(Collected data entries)
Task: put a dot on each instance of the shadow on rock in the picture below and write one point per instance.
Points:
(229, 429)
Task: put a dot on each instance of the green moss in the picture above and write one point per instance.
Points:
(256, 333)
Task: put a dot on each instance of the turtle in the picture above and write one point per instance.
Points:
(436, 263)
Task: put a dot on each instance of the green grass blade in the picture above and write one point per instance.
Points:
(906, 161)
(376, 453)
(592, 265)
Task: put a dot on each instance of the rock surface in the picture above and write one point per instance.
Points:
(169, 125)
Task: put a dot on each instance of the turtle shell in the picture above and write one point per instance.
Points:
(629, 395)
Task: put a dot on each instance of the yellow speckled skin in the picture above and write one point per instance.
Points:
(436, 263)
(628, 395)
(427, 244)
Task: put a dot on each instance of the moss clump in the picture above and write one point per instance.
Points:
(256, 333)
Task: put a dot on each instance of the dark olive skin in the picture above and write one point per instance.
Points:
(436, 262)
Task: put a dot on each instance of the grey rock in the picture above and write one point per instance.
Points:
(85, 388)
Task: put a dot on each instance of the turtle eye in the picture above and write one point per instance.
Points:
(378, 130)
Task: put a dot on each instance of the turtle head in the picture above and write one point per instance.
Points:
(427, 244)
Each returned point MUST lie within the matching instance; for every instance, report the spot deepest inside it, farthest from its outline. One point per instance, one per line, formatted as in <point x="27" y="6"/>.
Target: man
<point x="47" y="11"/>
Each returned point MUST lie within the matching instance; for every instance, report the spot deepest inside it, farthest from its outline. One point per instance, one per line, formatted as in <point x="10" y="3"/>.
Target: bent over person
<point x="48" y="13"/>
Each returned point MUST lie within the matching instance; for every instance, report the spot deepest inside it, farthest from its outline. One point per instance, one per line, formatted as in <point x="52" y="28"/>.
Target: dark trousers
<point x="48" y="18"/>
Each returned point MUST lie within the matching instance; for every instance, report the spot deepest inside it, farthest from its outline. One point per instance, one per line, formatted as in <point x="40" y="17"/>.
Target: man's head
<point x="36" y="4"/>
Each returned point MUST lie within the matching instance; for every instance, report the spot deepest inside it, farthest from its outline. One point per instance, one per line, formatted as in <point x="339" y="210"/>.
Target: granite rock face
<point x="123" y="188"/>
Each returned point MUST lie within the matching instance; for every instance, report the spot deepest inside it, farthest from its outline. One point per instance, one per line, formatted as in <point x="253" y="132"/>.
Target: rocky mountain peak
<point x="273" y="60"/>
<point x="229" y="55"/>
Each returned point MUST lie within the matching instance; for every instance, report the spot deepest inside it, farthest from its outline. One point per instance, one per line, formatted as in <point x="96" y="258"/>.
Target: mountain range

§ WHAT TO DO
Reply with the complete records, restated exactly.

§ OUTPUT
Task: put a dot on each instance of the shadow on rock in the picture below and write one point per instance.
Points:
(229, 429)
Task: put a dot on each instance of the green moss in the picture above and write one point per instance.
Points:
(256, 333)
Task: put a dot on each instance of the turtle in the picture above and write one point per instance.
Points:
(436, 263)
Task: put a dot on each instance of the green grass blade in the picture above and write one point per instance.
Points:
(906, 161)
(376, 453)
(592, 265)
Task: put a dot on each instance of the rock surface in the picture above and write one point per instance.
Points:
(169, 125)
Task: put a dot on each instance of the turtle shell in the picture above and write one point per instance.
Points:
(629, 395)
Task: put a dot on each instance of the yellow speckled skin in the picture above and write one point per instance.
Points:
(436, 263)
(628, 395)
(427, 244)
Task: put a dot on each instance of the moss clump in the picture above and write one point per instance.
Points:
(256, 333)
Task: put a dot on each instance of the dark olive skin in the picture above and write one point per instance.
Points:
(436, 262)
Task: put a dot on each instance of the grey rock in the picture above and write one point per instance.
Points:
(85, 388)
Task: put a dot on each instance of the turtle eye in the picture above and write one point per instance.
Points:
(378, 130)
Task: put a dot on each instance of the turtle head in the picture above and write one point per instance.
Points:
(427, 244)
Each returned point MUST lie within the matching instance; for every instance, report the spot deepest inside it, farthest from its outline. One point per instance, one per line, formatted as in <point x="27" y="6"/>.
Target: man
<point x="47" y="11"/>
Each returned point MUST lie within the matching instance; for every instance, report the spot deepest inside it, farthest from its outline. One point per instance, one per line, formatted as in <point x="10" y="3"/>.
Target: bent over person
<point x="48" y="13"/>
Each returned point MUST lie within the matching instance; for every instance, report the spot deepest inside it, farthest from its outline. One point per instance, one per line, formatted as in <point x="52" y="28"/>.
Target: dark trousers
<point x="48" y="18"/>
Each returned point MUST lie within the matching instance; for every instance, report the spot deepest inside it, farthest from its outline. One point per instance, one per line, formatted as in <point x="40" y="17"/>.
Target: man's head
<point x="36" y="4"/>
Each returned point MUST lie within the matching instance; for every instance, report the spot deepest inside it, farthest from its outline. One point per instance, one per line, formatted as in <point x="339" y="210"/>.
Target: granite rock face
<point x="123" y="188"/>
Each returned point MUST lie within the matching instance; for every instance, report the spot deepest inside it, farthest from its outline. One point per instance, one per line, formatted as in <point x="253" y="132"/>.
Target: rocky mountain peak
<point x="273" y="60"/>
<point x="229" y="55"/>
Each returned point MUST lie within the matching instance; for every instance, report the spot deepest inside it, farthest from its outline. One point per instance, one per line, formatted as in <point x="96" y="258"/>.
Target: mountain range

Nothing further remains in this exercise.